▶
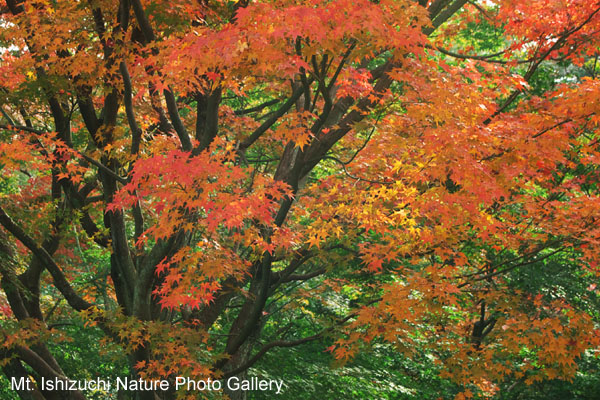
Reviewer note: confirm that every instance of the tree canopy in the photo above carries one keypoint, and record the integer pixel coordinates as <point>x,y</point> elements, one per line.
<point>203,189</point>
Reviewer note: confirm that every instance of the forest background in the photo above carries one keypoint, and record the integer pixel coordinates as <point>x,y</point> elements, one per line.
<point>390,199</point>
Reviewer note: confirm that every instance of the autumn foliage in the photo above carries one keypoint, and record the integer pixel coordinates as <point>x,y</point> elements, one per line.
<point>186,178</point>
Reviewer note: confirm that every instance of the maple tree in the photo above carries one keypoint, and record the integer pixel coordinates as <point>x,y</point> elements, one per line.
<point>189,181</point>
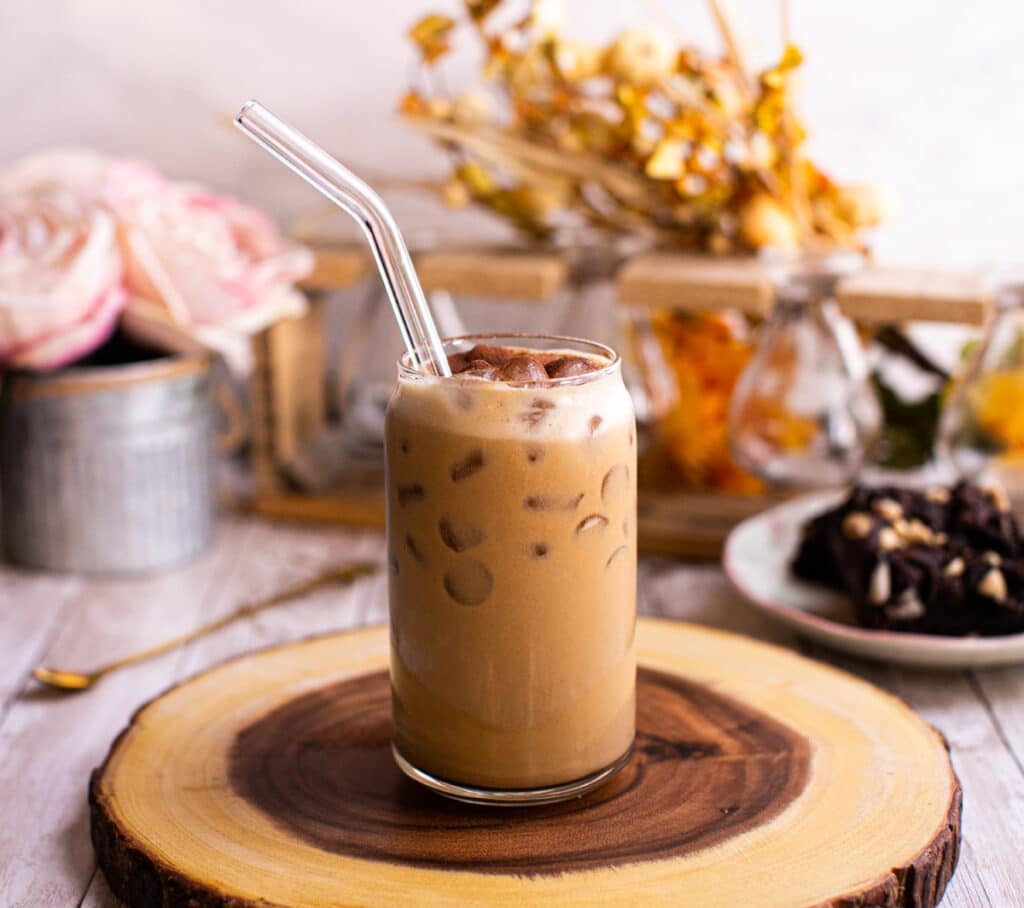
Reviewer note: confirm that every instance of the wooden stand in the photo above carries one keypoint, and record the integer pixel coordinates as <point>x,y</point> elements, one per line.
<point>758,778</point>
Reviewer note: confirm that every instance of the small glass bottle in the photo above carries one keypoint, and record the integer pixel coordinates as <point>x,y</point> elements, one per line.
<point>982,426</point>
<point>804,413</point>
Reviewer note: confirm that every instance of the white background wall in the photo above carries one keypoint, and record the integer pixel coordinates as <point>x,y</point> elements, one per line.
<point>923,96</point>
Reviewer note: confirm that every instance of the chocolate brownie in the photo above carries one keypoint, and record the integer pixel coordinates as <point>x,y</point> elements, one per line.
<point>939,560</point>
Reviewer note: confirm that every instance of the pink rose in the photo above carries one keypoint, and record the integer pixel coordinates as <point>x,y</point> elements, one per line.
<point>205,266</point>
<point>60,270</point>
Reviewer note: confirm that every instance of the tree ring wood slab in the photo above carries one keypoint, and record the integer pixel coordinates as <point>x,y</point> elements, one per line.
<point>759,778</point>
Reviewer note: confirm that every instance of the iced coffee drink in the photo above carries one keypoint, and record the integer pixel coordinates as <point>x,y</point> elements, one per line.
<point>511,520</point>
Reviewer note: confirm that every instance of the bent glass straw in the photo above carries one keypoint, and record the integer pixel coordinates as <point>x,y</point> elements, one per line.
<point>351,195</point>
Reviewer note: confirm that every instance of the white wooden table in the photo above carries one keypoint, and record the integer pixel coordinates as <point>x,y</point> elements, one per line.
<point>49,742</point>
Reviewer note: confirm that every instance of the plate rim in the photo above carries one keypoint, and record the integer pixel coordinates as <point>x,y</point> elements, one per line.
<point>894,643</point>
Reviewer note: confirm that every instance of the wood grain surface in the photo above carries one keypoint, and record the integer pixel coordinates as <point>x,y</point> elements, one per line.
<point>46,860</point>
<point>759,778</point>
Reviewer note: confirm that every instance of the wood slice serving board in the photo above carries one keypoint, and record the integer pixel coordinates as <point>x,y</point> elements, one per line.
<point>759,778</point>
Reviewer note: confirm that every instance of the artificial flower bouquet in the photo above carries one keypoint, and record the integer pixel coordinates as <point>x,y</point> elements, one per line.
<point>90,245</point>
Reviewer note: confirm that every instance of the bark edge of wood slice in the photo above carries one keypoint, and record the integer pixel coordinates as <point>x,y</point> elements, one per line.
<point>266,780</point>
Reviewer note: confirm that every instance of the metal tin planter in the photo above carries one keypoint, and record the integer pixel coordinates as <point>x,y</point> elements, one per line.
<point>108,469</point>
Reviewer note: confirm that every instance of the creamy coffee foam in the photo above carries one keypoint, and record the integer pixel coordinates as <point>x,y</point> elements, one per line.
<point>574,401</point>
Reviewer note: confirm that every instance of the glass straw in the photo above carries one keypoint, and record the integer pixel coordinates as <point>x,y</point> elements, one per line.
<point>351,195</point>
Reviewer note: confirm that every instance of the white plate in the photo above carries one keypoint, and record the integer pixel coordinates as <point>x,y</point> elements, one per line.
<point>757,561</point>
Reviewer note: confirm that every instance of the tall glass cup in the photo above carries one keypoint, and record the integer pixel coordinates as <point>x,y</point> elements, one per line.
<point>511,523</point>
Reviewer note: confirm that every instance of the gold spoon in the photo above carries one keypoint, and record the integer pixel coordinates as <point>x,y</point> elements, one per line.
<point>71,682</point>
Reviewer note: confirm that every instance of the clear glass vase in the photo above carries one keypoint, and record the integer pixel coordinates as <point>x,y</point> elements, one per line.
<point>981,433</point>
<point>803,413</point>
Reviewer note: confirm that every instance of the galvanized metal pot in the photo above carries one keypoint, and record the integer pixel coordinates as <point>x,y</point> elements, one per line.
<point>108,469</point>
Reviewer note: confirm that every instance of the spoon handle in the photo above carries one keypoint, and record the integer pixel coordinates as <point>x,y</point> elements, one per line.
<point>335,575</point>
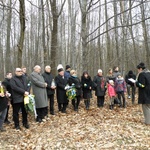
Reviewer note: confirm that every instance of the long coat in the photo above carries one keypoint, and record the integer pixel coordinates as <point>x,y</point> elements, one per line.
<point>76,82</point>
<point>48,77</point>
<point>144,92</point>
<point>61,82</point>
<point>100,85</point>
<point>18,86</point>
<point>86,84</point>
<point>39,90</point>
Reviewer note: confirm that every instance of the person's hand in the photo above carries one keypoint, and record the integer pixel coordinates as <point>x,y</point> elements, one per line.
<point>45,84</point>
<point>26,93</point>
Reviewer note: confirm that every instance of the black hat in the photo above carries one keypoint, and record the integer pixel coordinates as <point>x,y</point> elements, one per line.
<point>141,65</point>
<point>67,67</point>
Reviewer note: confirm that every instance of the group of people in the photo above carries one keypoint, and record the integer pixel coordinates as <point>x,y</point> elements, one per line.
<point>14,88</point>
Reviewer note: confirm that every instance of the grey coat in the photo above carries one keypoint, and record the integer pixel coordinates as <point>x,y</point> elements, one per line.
<point>39,90</point>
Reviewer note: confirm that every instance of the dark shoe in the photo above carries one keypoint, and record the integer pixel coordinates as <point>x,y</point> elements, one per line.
<point>52,113</point>
<point>2,129</point>
<point>7,122</point>
<point>17,127</point>
<point>26,126</point>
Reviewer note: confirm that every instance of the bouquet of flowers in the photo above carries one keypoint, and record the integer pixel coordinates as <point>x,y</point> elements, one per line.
<point>71,92</point>
<point>29,104</point>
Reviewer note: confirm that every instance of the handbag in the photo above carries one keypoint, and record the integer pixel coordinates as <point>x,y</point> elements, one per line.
<point>116,101</point>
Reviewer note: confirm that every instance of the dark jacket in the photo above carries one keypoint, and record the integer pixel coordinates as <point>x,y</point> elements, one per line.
<point>86,84</point>
<point>60,89</point>
<point>100,85</point>
<point>48,77</point>
<point>128,76</point>
<point>67,75</point>
<point>143,83</point>
<point>3,103</point>
<point>7,85</point>
<point>18,86</point>
<point>77,83</point>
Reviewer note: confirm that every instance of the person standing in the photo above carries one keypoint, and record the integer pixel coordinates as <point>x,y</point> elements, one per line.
<point>130,85</point>
<point>39,90</point>
<point>61,83</point>
<point>3,106</point>
<point>49,79</point>
<point>6,83</point>
<point>19,89</point>
<point>67,72</point>
<point>75,81</point>
<point>120,88</point>
<point>87,85</point>
<point>143,84</point>
<point>100,88</point>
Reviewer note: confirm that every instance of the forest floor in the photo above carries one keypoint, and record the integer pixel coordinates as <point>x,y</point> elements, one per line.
<point>95,129</point>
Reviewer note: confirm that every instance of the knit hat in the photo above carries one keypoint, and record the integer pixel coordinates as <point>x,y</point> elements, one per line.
<point>67,67</point>
<point>99,70</point>
<point>141,65</point>
<point>60,68</point>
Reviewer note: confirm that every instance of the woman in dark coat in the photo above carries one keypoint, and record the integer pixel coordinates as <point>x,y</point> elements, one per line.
<point>100,88</point>
<point>86,88</point>
<point>75,81</point>
<point>61,83</point>
<point>143,83</point>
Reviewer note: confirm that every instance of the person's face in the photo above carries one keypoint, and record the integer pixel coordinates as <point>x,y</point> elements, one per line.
<point>24,70</point>
<point>9,76</point>
<point>139,70</point>
<point>19,72</point>
<point>48,69</point>
<point>61,73</point>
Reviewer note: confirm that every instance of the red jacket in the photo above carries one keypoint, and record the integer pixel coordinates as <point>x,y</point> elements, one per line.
<point>111,90</point>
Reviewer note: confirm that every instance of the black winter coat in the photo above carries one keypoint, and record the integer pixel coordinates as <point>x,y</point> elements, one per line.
<point>86,84</point>
<point>100,85</point>
<point>128,76</point>
<point>77,83</point>
<point>7,85</point>
<point>144,92</point>
<point>60,89</point>
<point>18,86</point>
<point>48,77</point>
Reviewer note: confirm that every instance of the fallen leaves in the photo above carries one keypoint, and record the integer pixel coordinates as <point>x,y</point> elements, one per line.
<point>97,128</point>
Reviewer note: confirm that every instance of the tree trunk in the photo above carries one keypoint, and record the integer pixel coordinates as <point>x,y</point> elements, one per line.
<point>22,31</point>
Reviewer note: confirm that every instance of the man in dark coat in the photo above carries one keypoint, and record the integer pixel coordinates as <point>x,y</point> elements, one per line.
<point>49,79</point>
<point>130,85</point>
<point>100,88</point>
<point>39,90</point>
<point>143,83</point>
<point>6,83</point>
<point>61,83</point>
<point>19,90</point>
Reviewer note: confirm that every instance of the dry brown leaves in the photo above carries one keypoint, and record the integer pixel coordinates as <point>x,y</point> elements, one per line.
<point>97,128</point>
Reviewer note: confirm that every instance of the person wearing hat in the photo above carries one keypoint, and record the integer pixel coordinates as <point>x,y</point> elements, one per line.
<point>67,72</point>
<point>143,84</point>
<point>49,79</point>
<point>130,85</point>
<point>61,83</point>
<point>75,81</point>
<point>19,89</point>
<point>100,87</point>
<point>39,90</point>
◀
STATED TASK:
Please retype the rows word for word from their beginning through the line that contains "<point>203,189</point>", both ends included, and leave the pictures out of your answer.

ANSWER TO THE PROBLEM:
Reviewer note: confirm that every instance of the tree canopy in the photo above carries one keypoint, and record the integer pixel coordinates as <point>x,y</point> elements, one per line.
<point>203,189</point>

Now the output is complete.